PROBLEM TO WORK ON => Quote every one of the rows below word for word.

Collection entries:
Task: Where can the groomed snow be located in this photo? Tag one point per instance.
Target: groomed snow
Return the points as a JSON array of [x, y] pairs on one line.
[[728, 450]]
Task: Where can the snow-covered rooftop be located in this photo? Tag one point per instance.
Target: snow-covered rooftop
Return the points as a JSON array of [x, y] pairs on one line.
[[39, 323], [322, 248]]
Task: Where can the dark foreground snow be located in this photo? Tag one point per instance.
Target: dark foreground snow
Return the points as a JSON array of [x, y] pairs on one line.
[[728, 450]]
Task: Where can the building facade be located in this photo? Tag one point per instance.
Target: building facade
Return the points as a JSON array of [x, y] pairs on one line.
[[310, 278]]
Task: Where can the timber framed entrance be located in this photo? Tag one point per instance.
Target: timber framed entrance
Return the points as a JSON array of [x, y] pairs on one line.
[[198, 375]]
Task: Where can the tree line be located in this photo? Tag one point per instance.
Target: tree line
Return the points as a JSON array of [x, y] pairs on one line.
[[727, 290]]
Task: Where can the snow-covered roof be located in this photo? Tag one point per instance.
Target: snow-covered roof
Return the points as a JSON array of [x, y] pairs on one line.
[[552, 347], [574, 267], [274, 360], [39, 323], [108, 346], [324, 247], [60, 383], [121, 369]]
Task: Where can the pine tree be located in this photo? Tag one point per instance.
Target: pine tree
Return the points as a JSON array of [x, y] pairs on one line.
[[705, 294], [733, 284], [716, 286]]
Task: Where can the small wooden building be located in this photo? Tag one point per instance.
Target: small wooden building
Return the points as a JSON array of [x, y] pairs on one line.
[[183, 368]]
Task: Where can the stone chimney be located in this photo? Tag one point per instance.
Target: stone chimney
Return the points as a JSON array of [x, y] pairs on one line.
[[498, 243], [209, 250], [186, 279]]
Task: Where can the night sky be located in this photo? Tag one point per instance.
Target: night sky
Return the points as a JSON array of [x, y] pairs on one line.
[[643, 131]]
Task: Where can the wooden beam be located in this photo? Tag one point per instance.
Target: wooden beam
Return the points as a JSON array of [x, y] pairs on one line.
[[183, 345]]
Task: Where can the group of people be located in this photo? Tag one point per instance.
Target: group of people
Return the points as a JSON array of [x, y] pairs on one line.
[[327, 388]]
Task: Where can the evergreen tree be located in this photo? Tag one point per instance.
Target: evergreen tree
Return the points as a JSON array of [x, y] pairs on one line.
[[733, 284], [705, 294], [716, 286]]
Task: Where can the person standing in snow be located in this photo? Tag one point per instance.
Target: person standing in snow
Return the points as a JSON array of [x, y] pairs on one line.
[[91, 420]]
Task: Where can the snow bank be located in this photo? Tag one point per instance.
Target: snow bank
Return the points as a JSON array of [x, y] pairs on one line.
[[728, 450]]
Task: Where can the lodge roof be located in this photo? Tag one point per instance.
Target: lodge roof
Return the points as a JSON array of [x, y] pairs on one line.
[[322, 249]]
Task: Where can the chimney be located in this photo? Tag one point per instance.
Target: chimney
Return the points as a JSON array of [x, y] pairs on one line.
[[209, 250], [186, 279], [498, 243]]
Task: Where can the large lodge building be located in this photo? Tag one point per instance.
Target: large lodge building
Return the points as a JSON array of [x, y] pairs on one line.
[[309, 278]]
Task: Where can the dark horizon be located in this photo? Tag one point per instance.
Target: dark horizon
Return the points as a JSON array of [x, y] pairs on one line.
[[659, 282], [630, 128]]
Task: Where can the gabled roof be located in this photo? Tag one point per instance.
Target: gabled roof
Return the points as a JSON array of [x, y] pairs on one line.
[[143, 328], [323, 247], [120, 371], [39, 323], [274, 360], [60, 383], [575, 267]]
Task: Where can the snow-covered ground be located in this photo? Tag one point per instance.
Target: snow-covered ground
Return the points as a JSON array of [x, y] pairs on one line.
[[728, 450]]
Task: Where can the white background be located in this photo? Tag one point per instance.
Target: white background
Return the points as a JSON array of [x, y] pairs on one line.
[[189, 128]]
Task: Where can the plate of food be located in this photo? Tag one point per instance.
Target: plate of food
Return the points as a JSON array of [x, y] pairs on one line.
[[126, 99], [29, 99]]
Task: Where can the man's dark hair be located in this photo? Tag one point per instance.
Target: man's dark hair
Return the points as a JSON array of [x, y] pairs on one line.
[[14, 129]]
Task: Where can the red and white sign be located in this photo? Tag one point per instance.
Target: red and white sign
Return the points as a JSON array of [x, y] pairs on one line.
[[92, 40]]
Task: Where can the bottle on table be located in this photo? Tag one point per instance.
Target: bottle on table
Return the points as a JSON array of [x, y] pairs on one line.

PROBLEM SOLUTION =>
Task: Where can the groomed snow be located in this photo? Tag one point per instance.
Target: groomed snow
Return the points as a JSON array of [x, y] pairs on one line.
[[728, 450]]
Task: Where can the snow-covered rooftop be located in this photo? Tag one point per instance.
Target: snow-covered rooftop
Return the points as a JSON array of [x, y] pairs on one line.
[[39, 323], [322, 248]]
Task: Where can the dark foreground snow be located in this photo? Tag one point per instance.
Target: dark foreground snow
Return the points as a JSON array of [x, y] pairs on one line.
[[728, 450]]
Task: Where can the building facade be located in this photo? Tag one point per instance.
Target: building facade
Return the points as a JSON array of [x, y] pairs on one line.
[[310, 278]]
Task: Where can the timber framed entrance be located in this photo? Tag one point per instance.
Target: timber framed entrance
Return the points as a JSON array of [x, y] pairs on one line.
[[198, 375]]
Task: Where can the tree line be located in this photo? Tag one point per instance.
Target: tree line
Return the points as a JSON array of [x, y] pairs on one line.
[[727, 290]]
Task: Where can the snow-covered roof be located in this photo? Tag one point per instance.
Target: snow-covered roof
Return the points as a JSON array of [x, y] pairs on one line.
[[552, 347], [574, 267], [274, 360], [39, 323], [108, 346], [324, 247], [60, 383], [121, 369]]
Task: Where can the pine tree be located in this photo? Tag one point per instance.
Target: pine tree
Return the points as a JSON array of [x, y] pairs on one line.
[[705, 294], [733, 284], [716, 286]]
Task: Where can the small wooden building be located in this photo? Tag one point per instance.
Target: small wooden building
Return the points as a JSON array of [x, y] pairs on one line.
[[183, 368]]
Task: Where can the stone chimney be located in this photo? Tag one point per instance.
Target: stone chimney
Return the points as a JSON array of [x, y] pairs on one line.
[[498, 243], [209, 250], [186, 279]]
Task: Where can the night sky be located in this photo? Tag one point per instance.
Target: night sky
Return the points as a JSON array of [x, y] pairs on one line.
[[643, 131]]
Task: Where can the wooden beam be located in this photo? Tag one point per instance.
Target: wooden beam
Return the points as a JSON array of [x, y] pairs on one line.
[[183, 345]]
Task: Where can the group of people be located in this photo? Tag one point per instance.
Target: group of people
Return the points as a JSON array of [x, y] pairs on one line.
[[327, 388]]
Task: Where can the evergreen tree be located in this photo? Tag one point per instance.
Target: evergreen tree
Return the points as a JSON array of [x, y] pairs on one line.
[[733, 284], [705, 294], [716, 286]]
Task: Where can the person standing in snow be located in this photo? Tag one point per instance.
Target: person standing in snow
Return the points as a JSON array of [x, y] pairs on one line.
[[91, 420]]
Task: Where can the snow bank be located in this photo? Tag one point per instance.
Target: snow bank
Return the points as a JSON array of [x, y] pairs on one line.
[[728, 450]]
Task: Where can the lodge roof be located in this photo? Tag one point per instance.
Target: lodge roof
Return the points as a JSON array of [x, y] pairs on one line.
[[322, 249]]
Task: Where can the chimney be located in this photo? Tag one point per instance.
Target: chimney
Return the points as a JSON array of [x, y] pairs on one line.
[[209, 250], [186, 279], [498, 243]]
Task: Where can the large lodge building be located in this photo? Tag one point per instance.
Target: large lodge building
Return the points as a JSON array of [x, y] pairs on one line.
[[309, 278]]
Task: Where can the dark horizon be located in this photo? Tag one point per instance.
Target: dark horizon
Return the points as a JSON array of [x, y] pairs on one line.
[[659, 282], [630, 128]]
Task: Where can the gabled roof be located in this photo? Tag one point per instance.
Target: gabled roof
Return the points as a JSON array of [x, y] pairs on one line.
[[143, 328], [323, 247], [120, 371], [39, 323], [274, 360], [60, 383], [575, 267]]
Task: Where can the snow-covered ground be located in this photo? Tag one point per instance.
Target: snow-covered ground
Return the points as a JSON array of [x, y] pairs on one line.
[[728, 450]]
Task: Where can the white background be located in this photo? Tag one point per instance.
Target: white background
Return the points as a JSON array of [x, y] pairs on one line.
[[189, 128]]
Task: Where can the plate of food be located in this photo? Tag one point per instance.
Target: plate of food
Return the points as a JSON array of [x, y] pairs on one line.
[[126, 99], [29, 99]]
Task: Where can the man's dark hair be located in this photo? Tag one point per instance.
Target: man's dark hair
Return the points as a JSON array of [x, y] pairs on one line.
[[14, 129]]
Task: Where can the red and white sign be located in this photo? Tag one point per instance.
Target: red and white sign
Return the points as a JSON array of [x, y] pairs on one line.
[[92, 40]]
Task: Where can the bottle on table be located in this photo? Tag one point per instance.
Target: bottle on table
Return the points as a JSON array of [x, y] pairs on one line.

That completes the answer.